Assignment. Please restate, word for word, each line from the one containing "Where can the white car" through the end of the entries below.

╭──

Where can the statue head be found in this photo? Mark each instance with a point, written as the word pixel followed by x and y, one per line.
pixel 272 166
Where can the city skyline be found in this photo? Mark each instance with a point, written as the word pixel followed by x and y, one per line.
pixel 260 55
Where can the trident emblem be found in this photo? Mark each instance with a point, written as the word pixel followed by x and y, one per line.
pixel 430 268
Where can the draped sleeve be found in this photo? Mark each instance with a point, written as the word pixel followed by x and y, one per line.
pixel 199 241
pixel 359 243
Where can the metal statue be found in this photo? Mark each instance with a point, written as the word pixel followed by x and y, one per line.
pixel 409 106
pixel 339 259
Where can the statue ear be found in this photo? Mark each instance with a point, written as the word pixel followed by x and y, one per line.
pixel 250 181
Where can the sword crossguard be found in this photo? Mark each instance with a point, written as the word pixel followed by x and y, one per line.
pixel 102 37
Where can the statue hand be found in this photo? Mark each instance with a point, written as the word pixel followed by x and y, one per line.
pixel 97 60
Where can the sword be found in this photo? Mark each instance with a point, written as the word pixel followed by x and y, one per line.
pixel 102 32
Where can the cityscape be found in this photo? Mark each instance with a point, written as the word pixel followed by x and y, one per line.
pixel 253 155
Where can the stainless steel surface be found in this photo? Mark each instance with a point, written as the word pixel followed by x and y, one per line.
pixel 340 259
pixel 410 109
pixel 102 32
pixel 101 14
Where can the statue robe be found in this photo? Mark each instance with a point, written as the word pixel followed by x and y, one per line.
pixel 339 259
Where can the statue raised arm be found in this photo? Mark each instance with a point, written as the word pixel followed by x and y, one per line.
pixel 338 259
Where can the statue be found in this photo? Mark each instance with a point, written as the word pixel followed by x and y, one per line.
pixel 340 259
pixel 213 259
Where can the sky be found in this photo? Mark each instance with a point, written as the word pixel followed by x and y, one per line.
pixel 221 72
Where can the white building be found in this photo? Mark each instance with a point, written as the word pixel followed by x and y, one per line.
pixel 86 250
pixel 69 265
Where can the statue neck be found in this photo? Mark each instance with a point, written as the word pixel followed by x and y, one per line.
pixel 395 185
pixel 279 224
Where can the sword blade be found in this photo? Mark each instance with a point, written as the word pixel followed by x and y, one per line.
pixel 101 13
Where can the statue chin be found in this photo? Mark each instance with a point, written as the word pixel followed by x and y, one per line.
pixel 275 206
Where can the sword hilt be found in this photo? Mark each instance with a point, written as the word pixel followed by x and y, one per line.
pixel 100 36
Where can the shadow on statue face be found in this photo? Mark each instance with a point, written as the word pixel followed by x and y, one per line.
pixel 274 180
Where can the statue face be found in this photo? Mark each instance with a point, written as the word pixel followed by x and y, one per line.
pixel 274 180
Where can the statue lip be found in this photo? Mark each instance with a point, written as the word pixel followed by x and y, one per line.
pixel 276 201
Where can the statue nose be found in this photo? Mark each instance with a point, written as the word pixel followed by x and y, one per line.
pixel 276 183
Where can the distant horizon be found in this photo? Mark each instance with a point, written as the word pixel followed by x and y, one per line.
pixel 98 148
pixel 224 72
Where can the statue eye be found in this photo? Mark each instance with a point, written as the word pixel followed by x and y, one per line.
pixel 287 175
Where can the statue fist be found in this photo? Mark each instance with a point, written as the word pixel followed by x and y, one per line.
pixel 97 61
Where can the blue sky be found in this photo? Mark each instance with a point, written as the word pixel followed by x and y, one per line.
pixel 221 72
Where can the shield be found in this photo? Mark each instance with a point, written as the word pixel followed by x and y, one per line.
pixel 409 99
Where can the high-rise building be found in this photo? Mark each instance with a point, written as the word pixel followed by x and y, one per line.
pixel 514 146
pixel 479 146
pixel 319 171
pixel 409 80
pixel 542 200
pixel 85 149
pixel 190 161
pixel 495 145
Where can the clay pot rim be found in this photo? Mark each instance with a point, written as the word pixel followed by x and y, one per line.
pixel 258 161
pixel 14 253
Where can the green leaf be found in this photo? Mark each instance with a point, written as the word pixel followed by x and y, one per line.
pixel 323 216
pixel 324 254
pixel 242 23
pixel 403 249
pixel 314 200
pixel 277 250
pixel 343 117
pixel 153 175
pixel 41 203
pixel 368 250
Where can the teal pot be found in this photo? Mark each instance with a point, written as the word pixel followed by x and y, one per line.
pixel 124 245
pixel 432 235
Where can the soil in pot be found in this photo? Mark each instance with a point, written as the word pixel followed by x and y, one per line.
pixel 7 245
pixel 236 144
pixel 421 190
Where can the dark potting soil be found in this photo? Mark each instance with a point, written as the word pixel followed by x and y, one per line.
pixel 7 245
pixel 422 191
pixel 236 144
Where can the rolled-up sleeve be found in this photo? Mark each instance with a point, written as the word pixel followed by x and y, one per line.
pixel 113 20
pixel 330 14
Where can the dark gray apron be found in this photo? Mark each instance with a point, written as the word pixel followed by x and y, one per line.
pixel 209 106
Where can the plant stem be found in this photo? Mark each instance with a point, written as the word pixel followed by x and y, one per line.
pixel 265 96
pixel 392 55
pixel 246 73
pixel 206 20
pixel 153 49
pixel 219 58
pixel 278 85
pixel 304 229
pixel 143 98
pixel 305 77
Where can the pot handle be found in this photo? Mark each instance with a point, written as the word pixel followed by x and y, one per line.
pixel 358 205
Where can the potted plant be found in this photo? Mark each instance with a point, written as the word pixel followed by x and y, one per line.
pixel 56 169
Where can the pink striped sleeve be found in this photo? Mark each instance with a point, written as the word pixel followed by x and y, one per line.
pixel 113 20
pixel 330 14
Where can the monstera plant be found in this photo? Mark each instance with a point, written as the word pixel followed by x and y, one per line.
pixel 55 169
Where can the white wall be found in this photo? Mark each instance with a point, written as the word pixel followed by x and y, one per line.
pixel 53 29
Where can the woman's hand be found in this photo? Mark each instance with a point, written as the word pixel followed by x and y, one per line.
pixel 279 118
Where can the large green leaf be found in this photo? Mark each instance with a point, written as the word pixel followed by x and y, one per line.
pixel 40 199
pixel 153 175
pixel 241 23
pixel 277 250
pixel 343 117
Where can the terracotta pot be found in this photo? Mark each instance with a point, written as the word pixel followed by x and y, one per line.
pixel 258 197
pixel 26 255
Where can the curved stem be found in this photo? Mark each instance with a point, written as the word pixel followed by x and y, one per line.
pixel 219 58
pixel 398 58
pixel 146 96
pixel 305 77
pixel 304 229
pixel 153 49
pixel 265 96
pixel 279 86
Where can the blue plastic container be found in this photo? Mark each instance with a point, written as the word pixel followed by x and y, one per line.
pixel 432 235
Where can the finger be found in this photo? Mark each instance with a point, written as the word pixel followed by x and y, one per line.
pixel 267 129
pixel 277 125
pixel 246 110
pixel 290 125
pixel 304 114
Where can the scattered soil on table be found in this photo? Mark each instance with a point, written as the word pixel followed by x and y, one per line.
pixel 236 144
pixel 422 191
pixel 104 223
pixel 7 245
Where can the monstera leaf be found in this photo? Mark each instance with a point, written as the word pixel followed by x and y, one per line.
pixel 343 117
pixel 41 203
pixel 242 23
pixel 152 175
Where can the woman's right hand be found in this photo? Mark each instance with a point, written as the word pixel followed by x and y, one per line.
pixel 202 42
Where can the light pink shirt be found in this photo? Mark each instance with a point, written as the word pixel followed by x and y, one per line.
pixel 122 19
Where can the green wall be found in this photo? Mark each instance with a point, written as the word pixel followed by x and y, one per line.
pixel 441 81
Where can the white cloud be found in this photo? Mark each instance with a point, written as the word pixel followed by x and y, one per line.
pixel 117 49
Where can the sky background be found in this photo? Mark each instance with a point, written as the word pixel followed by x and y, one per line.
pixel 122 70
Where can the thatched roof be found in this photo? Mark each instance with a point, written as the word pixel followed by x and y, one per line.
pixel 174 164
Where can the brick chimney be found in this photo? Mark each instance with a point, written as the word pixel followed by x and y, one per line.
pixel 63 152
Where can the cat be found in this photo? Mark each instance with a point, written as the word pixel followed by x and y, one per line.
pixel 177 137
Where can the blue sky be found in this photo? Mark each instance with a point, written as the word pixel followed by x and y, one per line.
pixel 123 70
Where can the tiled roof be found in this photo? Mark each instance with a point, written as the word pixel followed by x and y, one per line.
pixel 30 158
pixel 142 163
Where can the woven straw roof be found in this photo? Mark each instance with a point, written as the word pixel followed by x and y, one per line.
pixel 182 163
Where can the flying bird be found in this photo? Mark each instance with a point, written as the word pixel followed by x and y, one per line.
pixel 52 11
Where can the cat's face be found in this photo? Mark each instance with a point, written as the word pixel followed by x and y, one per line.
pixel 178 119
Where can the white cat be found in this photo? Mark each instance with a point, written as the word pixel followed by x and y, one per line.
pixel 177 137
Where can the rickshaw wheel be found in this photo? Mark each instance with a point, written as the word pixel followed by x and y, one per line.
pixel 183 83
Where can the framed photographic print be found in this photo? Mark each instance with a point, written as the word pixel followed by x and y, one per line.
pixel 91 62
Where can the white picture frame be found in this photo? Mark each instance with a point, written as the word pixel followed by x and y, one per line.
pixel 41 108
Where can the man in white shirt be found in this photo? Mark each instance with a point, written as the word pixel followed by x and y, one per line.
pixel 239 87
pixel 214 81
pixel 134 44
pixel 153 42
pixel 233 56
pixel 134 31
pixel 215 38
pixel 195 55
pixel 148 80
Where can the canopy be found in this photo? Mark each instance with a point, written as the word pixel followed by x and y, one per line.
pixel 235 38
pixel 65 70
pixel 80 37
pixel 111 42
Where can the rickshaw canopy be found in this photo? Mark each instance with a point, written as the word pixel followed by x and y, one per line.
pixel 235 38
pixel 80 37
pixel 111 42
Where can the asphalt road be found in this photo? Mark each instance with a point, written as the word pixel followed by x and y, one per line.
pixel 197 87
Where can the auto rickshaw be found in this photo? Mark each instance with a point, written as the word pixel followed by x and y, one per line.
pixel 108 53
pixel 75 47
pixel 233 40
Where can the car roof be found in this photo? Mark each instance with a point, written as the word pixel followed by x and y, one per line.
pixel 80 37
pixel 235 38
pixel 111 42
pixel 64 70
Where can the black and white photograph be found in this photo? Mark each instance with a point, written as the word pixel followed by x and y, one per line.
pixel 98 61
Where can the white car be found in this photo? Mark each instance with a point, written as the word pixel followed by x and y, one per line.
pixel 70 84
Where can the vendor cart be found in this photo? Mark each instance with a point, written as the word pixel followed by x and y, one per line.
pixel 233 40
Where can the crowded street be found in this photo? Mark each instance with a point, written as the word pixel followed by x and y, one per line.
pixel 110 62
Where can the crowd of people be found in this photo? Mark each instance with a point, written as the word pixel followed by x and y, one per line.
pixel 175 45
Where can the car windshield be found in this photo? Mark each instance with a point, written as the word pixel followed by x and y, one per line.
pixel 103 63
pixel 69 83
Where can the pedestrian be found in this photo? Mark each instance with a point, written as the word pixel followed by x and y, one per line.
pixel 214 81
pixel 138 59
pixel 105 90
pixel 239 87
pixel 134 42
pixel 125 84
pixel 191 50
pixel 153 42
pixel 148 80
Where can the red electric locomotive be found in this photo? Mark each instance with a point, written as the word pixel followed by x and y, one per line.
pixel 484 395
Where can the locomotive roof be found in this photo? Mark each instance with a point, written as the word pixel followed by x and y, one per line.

╰──

The answer.
Where can the white car be found in this photo? Mark each instance with a point, written as the word pixel followed by x and y, one per line.
pixel 70 84
Where can the vendor cart be found in this photo? Mark each instance with a point, written as the word pixel followed by x and y, one per line.
pixel 233 40
Where can the crowded street be found in this photo? Mark each instance with a point, written as the word pixel followed by x and y, one per line.
pixel 110 62
Where can the crowd of people be found in this photo? Mark each instance with a point, written as the word pixel followed by x and y, one per line.
pixel 175 45
Where can the car windshield be found in this photo? Mark each instance with a point, written as the word pixel followed by x and y, one per line.
pixel 103 63
pixel 69 83
Where can the pedestrian be found in this photo? Mark each instance with a point, written as the word pixel followed by x and y, one per line.
pixel 214 81
pixel 138 59
pixel 105 90
pixel 239 87
pixel 134 42
pixel 125 84
pixel 191 50
pixel 153 42
pixel 148 80
Where can the red electric locomotive be found in this photo? Mark each instance with a point, written as the word pixel followed by x and y, one per line.
pixel 484 395
Where can the locomotive roof be found in this photo? Mark each instance with a point, written as the word pixel followed by x and y, one per line.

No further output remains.